◆ Sayfa Alıntısı:
________________

O Kapı Bir Kez Açılınca

Necati Özkan, Faiz Kaymak’a karşı Fazıl Küçük; Fazıl Küçük, Ahmet Mithat Berberoğlu ve nicelerine karşı Rauf Raif Denktaş; Rauf Raif Denktaş’a karşı Mehmet Ali Talat ve bunlar gibi onlarca tercih…

 

40’lı, 50’li yıllarda Türkiye’nin “Kıbrıs diye bir sorunu yok” iken Kıbrıslı Türklerin hâli niceydi. Toplumsal liderlik namına o zamanlar belki Türkiye’den ziyade İngiltere’nin müdahaleleri söz konusuydu. 50’lerle beraber adadaki varlığımız Türkiye açısından ciddiye alınmaya başladıkça liderin kim olacağı da önem kazandı. Fazıl Küçük’ün liderliği için gereken yapıldı, muhalefet susturuldu. Yeri geldi Doktor gitti yerine Denktaş getirildi. 2002’de iktidar öyle bir değişti, Denktaş bile gitti.

________________

◆ Bir veri kaynağından öğeler:
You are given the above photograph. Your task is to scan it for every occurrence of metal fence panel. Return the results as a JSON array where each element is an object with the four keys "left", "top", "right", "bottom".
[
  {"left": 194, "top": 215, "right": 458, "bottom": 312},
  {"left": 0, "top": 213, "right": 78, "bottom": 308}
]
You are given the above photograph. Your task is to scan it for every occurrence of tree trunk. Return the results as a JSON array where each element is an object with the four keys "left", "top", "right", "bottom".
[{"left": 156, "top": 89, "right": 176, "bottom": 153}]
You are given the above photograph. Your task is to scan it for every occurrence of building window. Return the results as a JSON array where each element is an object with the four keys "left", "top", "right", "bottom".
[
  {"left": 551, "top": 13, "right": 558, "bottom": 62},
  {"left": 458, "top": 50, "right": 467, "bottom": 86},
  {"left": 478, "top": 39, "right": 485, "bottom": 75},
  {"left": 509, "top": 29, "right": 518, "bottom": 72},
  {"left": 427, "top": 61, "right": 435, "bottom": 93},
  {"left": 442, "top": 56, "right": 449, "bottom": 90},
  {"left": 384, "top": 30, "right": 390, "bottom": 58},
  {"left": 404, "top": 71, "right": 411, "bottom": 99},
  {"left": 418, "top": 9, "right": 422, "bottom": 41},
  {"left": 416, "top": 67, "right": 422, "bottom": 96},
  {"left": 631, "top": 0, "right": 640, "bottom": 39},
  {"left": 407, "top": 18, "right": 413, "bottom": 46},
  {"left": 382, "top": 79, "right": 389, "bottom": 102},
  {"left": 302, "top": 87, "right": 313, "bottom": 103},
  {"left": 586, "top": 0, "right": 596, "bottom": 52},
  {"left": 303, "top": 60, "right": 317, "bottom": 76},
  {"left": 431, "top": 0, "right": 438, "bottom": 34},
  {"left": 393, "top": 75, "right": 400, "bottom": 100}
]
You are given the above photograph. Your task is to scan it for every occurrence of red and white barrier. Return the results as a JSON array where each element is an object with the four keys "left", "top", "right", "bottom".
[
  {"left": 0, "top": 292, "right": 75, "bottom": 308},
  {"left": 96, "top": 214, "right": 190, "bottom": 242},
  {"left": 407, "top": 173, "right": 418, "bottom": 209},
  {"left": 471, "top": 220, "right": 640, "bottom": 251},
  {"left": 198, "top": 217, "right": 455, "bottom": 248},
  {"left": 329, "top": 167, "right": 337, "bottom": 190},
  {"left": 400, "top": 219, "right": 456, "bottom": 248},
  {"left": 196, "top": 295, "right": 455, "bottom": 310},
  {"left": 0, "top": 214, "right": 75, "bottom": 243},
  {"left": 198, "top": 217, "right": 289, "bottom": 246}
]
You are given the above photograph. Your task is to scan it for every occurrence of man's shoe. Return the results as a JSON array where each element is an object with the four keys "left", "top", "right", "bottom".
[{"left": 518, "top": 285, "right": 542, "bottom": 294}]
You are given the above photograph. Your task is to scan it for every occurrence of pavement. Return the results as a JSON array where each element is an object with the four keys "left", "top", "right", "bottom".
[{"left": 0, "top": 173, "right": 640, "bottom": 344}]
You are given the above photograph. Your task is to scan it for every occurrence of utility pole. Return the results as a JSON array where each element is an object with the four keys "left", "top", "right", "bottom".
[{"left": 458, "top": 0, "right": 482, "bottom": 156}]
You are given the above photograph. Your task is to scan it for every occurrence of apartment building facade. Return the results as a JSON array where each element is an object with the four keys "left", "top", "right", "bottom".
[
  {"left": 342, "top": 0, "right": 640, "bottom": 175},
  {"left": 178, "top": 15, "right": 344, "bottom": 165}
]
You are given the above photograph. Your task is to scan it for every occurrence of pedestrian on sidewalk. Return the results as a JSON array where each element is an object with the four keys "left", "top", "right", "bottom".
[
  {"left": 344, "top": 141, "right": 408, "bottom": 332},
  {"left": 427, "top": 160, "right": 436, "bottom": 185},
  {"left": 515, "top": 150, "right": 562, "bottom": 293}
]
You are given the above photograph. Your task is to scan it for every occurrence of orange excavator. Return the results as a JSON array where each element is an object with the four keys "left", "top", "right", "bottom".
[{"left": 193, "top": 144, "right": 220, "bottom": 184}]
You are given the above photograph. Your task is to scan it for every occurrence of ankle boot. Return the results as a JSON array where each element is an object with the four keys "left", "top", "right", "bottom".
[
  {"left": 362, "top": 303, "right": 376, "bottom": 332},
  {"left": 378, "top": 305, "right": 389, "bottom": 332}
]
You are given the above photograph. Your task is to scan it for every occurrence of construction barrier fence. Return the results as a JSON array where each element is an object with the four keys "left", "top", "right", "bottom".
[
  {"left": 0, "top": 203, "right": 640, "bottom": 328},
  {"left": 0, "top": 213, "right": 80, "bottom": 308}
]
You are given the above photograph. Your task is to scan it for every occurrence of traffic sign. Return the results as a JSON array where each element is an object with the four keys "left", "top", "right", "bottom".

________________

Kıbrıslı Türk liderliği üzerine yazıdan "O Kapı Bir Kez" ifadesiyle "Denktaş bile gitti." ifadesi arasındaki bölümü, bu iki ifade de dahil olmak üzere, hiçbir değişiklik yapmadan tekrar yazınız.

◆ Çözüm:
O Kapı Bir Kez Açılınca

Necati Özkan, Faiz Kaymak’a karşı Fazıl Küçük; Fazıl Küçük, Ahmet Mithat Berberoğlu ve nicelerine karşı Rauf Raif Denktaş; Rauf Raif Denktaş’a karşı Mehmet Ali Talat ve bunlar gibi onlarca tercih…

 

40’lı, 50’li yıllarda Türkiye’nin “Kıbrıs diye bir sorunu yok” iken Kıbrıslı Türklerin hâli niceydi. Toplumsal liderlik namına o zamanlar belki Türkiye’den ziyade İngiltere’nin müdahaleleri söz konusuydu. 50’lerle beraber adadaki varlığımız Türkiye açısından ciddiye alınmaya başladıkça liderin kim olacağı da önem kazandı. Fazıl Küçük’ün liderliği için gereken yapıldı, muhalefet susturuldu. Yeri geldi Doktor gitti yerine Denktaş getirildi. 2002’de iktidar öyle bir değişti, Denktaş bile gitti.